_The task_
Below are two blocks of items; list every line in them that contains the word "dark".

--- Source material ---

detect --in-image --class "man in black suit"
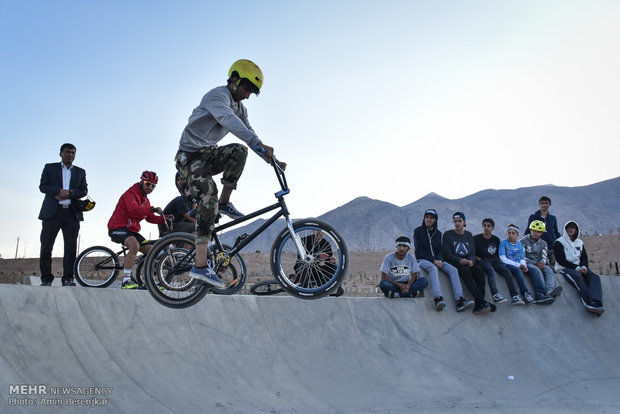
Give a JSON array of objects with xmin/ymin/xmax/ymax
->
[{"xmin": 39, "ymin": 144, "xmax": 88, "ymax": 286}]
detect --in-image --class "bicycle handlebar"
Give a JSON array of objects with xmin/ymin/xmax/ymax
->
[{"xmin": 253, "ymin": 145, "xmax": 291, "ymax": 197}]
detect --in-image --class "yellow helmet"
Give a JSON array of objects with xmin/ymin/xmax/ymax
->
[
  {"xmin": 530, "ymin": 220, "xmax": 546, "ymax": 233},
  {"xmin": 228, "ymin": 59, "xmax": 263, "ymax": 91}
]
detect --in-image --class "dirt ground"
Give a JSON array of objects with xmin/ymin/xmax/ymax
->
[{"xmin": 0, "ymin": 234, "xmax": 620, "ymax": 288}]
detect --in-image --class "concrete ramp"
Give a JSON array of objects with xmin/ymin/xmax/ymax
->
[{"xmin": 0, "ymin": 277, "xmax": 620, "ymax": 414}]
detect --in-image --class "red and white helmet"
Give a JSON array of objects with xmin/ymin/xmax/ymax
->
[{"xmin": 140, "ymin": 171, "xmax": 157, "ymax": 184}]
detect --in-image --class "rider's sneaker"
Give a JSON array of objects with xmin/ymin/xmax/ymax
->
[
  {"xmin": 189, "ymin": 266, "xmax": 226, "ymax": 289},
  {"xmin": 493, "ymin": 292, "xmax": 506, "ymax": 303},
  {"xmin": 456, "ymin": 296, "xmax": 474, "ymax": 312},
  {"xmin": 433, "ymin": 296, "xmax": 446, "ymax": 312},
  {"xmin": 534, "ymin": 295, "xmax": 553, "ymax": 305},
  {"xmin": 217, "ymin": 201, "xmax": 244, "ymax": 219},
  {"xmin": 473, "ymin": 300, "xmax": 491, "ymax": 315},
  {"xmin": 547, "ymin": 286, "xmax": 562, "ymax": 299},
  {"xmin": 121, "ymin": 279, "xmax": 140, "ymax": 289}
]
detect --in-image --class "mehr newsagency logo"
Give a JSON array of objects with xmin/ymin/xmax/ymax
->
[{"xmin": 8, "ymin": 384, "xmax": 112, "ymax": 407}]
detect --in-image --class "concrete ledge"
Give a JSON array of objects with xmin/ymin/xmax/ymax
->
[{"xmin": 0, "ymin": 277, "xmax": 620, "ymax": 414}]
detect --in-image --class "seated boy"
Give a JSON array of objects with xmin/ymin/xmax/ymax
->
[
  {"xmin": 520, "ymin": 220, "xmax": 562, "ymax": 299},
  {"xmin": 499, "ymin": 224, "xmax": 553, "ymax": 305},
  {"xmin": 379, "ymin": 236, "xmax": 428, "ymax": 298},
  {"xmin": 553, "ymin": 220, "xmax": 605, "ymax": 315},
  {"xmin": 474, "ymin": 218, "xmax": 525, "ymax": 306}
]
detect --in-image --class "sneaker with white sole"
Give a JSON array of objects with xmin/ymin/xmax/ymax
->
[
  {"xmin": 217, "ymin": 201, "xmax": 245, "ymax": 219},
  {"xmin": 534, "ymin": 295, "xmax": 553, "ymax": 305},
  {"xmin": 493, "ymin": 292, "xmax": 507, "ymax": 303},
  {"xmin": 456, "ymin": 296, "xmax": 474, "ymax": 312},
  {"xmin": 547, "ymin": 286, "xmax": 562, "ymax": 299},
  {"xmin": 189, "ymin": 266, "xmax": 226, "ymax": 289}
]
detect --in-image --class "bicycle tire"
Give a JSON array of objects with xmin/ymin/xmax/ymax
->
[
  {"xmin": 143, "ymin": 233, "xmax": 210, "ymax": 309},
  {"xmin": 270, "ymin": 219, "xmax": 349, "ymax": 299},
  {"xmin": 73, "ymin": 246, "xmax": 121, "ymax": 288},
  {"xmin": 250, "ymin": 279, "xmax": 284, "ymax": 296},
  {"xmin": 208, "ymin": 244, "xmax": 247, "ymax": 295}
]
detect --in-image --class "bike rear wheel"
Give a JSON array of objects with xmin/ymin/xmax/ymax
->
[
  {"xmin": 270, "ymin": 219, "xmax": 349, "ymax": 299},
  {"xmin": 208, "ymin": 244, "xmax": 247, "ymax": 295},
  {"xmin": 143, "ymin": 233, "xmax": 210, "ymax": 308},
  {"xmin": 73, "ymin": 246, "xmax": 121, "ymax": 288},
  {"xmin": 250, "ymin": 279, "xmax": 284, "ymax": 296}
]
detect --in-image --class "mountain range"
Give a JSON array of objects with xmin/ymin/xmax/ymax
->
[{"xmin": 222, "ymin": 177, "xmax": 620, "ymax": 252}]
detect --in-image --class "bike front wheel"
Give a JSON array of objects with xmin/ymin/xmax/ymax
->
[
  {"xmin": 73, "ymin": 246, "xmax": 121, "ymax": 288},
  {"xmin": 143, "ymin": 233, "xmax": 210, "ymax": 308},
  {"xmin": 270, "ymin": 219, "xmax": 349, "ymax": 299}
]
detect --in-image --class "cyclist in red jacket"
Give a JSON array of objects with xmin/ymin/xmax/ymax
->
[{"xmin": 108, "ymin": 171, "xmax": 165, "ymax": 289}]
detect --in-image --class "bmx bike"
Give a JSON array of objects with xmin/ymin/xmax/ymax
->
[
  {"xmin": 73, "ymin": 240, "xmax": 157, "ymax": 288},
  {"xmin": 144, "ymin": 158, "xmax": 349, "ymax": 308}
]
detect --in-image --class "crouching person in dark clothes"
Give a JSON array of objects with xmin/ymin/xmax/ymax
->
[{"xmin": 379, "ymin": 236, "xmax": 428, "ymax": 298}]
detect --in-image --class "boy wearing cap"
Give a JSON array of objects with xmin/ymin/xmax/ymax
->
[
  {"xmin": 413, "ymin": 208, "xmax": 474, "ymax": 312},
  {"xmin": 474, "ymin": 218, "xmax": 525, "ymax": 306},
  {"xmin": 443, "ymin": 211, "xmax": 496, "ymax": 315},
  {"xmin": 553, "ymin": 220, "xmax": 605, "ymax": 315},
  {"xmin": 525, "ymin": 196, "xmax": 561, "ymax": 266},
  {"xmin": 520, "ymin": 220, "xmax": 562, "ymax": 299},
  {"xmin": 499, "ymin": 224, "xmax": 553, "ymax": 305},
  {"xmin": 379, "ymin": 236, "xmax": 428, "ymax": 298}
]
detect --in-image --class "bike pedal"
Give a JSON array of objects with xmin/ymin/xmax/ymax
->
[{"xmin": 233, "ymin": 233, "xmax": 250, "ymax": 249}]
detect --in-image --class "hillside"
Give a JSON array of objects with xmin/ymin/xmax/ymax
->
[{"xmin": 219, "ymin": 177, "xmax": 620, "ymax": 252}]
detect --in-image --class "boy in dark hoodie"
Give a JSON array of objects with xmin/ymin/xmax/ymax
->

---
--- Source material ---

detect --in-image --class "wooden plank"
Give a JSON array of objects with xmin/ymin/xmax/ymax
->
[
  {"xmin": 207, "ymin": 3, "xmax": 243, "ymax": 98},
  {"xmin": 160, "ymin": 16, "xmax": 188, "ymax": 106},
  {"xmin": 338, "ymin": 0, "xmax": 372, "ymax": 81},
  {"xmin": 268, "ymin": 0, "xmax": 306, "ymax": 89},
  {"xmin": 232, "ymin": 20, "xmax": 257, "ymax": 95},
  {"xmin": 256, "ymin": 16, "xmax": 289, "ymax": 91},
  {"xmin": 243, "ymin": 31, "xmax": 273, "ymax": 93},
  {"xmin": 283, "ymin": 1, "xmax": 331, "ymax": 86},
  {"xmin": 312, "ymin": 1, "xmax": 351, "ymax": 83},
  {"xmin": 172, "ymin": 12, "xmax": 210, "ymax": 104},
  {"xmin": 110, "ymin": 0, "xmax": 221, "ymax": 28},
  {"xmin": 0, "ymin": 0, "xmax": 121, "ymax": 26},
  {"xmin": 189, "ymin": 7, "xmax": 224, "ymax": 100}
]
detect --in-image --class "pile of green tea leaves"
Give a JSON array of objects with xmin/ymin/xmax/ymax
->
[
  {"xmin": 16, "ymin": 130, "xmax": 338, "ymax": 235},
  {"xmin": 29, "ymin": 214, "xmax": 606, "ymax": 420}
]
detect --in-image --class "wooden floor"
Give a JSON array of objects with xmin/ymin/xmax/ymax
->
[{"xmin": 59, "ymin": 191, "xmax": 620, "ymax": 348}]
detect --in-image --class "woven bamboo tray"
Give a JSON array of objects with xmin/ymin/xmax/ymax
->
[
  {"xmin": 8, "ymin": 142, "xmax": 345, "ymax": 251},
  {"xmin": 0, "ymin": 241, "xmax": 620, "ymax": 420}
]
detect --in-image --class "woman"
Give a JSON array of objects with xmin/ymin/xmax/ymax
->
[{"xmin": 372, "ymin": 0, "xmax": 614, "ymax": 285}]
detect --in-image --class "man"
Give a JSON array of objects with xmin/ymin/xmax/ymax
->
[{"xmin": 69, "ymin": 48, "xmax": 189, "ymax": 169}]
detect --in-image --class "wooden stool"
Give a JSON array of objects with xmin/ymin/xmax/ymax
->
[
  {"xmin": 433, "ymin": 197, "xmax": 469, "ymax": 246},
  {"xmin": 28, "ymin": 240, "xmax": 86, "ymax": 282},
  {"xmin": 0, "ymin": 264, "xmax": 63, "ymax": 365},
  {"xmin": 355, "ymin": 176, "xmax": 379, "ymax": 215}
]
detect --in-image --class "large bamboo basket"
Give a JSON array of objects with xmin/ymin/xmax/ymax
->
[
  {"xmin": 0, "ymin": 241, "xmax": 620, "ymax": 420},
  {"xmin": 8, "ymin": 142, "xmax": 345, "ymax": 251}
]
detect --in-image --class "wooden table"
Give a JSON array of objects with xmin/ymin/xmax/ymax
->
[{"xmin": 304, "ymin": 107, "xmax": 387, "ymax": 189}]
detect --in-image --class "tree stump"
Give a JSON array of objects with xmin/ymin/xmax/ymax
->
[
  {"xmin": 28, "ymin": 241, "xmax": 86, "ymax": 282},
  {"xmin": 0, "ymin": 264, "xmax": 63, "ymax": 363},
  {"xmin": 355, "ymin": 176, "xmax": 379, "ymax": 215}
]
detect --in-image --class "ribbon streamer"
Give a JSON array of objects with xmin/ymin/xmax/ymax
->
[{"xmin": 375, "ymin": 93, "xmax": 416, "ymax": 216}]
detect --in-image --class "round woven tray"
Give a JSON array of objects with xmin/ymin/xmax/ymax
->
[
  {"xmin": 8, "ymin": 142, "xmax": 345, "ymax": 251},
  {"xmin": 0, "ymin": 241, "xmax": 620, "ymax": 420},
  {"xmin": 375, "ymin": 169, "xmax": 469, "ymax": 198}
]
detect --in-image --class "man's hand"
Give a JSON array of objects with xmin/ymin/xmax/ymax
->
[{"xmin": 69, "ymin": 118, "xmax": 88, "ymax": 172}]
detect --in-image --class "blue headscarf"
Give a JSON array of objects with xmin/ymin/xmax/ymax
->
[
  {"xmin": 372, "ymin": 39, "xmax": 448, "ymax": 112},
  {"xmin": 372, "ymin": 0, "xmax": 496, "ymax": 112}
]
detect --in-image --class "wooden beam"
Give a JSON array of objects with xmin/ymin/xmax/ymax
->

---

_Answer for this exercise_
detect --in-image --class "crouching person in dark clothes"
detect --in-image --class "boy in dark hoodie"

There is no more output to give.